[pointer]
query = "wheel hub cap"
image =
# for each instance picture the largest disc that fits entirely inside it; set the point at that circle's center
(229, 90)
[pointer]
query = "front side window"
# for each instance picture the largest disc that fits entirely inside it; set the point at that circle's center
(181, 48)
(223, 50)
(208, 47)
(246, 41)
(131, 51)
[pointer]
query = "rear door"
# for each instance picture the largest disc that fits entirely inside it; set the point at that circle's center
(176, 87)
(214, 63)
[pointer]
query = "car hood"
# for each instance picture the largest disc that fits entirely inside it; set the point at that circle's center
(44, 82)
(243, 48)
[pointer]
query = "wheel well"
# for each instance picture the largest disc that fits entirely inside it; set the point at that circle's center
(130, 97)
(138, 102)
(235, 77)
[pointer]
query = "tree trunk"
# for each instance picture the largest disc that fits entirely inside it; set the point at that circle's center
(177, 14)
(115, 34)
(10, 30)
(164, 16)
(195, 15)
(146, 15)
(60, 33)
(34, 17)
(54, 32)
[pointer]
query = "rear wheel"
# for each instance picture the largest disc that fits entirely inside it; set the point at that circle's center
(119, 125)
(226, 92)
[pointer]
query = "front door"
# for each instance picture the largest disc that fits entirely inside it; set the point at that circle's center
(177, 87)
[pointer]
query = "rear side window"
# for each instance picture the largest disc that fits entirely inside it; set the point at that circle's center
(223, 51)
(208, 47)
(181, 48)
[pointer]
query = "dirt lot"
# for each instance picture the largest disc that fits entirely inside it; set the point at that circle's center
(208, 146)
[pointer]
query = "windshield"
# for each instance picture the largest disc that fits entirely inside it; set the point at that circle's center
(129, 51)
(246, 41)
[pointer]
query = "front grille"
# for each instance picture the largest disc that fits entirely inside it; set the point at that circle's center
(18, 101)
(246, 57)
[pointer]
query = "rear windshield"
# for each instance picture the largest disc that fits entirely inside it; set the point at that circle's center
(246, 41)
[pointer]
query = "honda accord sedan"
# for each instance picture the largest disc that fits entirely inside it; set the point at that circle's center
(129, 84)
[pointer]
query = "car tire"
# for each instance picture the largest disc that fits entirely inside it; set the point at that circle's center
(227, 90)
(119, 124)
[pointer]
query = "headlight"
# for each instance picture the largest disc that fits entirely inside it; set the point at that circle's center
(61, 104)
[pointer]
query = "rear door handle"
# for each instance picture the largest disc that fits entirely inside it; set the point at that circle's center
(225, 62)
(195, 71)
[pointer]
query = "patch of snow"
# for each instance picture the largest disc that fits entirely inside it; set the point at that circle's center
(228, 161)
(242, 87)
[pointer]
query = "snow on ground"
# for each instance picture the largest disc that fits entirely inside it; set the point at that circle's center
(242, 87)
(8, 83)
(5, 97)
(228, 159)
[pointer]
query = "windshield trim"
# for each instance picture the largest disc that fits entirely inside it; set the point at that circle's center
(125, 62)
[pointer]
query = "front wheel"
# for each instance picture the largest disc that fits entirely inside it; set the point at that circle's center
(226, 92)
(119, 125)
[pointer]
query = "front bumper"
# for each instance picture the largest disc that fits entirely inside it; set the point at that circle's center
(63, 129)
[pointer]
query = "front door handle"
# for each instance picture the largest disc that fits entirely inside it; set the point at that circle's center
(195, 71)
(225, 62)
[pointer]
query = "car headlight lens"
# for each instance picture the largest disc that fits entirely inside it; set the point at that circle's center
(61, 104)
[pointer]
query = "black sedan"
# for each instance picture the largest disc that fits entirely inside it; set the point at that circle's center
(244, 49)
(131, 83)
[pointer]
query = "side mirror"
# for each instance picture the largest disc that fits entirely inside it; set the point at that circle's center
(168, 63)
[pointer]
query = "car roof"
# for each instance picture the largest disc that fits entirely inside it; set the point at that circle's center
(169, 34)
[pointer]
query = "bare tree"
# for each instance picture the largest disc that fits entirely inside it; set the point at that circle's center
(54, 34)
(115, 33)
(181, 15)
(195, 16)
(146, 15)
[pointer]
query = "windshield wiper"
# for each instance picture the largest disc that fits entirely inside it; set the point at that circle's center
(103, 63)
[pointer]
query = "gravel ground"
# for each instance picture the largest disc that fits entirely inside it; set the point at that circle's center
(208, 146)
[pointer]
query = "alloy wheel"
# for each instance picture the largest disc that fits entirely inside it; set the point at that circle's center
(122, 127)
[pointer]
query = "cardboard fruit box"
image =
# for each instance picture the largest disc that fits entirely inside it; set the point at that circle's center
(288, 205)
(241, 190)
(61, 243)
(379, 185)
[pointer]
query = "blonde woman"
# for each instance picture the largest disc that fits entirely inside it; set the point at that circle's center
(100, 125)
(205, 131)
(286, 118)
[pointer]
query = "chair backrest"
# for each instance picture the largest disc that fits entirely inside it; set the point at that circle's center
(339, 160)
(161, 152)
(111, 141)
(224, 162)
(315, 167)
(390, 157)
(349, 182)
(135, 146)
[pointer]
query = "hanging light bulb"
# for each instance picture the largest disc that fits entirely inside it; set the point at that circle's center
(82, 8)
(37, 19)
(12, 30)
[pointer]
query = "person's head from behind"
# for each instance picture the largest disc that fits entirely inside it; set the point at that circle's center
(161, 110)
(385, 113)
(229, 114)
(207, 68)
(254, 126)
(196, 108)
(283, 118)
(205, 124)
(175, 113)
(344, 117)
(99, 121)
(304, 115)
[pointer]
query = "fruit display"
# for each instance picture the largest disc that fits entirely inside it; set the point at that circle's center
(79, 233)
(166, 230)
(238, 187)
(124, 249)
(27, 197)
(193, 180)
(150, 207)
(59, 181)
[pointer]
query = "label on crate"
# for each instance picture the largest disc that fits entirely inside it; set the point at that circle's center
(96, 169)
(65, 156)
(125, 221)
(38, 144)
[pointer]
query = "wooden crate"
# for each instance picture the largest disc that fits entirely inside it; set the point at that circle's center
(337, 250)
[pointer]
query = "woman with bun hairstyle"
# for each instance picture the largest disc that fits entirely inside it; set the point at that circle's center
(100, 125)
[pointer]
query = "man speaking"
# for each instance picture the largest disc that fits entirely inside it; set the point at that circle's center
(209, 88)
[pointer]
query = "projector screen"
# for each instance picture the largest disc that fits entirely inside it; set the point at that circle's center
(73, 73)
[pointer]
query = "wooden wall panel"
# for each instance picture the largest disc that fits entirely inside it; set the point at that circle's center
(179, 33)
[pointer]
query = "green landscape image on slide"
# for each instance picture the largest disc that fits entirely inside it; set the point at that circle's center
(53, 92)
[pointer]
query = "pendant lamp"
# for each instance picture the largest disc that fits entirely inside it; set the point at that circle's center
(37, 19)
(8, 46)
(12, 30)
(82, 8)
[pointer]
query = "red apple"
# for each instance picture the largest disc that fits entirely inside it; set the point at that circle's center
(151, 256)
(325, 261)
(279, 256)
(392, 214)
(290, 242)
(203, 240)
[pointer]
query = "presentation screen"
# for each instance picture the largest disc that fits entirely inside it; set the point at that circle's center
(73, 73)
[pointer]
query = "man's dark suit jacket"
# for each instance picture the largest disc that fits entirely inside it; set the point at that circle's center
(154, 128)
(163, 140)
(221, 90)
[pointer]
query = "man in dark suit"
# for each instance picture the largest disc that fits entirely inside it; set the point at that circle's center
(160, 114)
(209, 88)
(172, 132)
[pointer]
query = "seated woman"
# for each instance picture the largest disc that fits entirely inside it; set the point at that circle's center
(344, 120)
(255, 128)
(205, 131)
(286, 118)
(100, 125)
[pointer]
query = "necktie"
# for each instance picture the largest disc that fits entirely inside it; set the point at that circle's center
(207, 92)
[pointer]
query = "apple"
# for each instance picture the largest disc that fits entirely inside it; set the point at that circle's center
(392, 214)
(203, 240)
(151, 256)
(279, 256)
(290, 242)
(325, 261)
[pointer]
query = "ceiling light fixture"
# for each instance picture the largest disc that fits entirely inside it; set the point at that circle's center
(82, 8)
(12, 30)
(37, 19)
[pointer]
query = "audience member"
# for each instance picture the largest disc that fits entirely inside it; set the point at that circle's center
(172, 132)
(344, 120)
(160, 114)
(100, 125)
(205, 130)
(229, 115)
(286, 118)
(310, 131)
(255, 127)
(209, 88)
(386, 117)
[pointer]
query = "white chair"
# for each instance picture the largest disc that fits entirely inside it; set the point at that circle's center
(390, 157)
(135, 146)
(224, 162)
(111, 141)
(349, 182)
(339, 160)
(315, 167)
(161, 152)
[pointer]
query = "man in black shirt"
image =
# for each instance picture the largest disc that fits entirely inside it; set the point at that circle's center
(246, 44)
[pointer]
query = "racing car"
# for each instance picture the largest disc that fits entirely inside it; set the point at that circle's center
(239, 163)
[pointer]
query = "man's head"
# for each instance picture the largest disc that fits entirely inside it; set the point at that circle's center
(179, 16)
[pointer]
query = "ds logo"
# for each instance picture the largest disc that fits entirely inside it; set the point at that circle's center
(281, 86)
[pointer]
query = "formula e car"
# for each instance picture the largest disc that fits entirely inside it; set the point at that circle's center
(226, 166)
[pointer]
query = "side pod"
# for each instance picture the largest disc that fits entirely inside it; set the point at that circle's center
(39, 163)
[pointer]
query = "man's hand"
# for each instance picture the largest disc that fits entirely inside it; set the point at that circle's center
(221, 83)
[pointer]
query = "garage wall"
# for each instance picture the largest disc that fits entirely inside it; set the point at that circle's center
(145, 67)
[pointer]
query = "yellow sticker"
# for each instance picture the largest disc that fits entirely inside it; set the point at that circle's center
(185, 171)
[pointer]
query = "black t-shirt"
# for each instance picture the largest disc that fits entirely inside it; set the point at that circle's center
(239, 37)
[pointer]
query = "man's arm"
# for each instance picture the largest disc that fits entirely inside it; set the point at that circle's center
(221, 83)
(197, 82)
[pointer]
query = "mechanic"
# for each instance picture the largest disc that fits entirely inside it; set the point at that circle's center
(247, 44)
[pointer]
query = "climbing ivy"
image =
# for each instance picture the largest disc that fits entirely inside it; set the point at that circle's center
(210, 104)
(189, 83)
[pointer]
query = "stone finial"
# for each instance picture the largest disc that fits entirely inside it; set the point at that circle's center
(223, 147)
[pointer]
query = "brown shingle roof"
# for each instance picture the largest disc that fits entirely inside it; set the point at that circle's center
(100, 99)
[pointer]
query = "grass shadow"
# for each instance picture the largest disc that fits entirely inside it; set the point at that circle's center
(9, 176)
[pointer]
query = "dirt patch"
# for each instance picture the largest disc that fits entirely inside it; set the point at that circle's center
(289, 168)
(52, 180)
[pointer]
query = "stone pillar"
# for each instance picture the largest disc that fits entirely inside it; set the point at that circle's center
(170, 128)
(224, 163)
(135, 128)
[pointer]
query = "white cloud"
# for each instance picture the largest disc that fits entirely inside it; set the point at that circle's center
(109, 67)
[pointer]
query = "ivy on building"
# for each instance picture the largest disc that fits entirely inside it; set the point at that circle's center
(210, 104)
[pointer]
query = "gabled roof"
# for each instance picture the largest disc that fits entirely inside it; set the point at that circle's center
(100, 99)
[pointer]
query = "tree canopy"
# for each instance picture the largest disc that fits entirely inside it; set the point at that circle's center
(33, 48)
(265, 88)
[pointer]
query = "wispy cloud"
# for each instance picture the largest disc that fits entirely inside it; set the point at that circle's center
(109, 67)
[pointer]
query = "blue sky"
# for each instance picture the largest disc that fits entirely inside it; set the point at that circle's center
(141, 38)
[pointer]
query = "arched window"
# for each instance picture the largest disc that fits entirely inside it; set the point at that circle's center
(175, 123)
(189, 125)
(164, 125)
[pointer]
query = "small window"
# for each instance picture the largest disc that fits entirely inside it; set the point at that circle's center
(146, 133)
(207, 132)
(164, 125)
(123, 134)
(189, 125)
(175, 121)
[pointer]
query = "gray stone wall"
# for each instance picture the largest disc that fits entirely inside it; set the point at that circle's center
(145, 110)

────────────────────

Which lines above contain the string "headlight"? Pull out each of them in full.

• Answer
query = "headlight"
query = "car headlight lens"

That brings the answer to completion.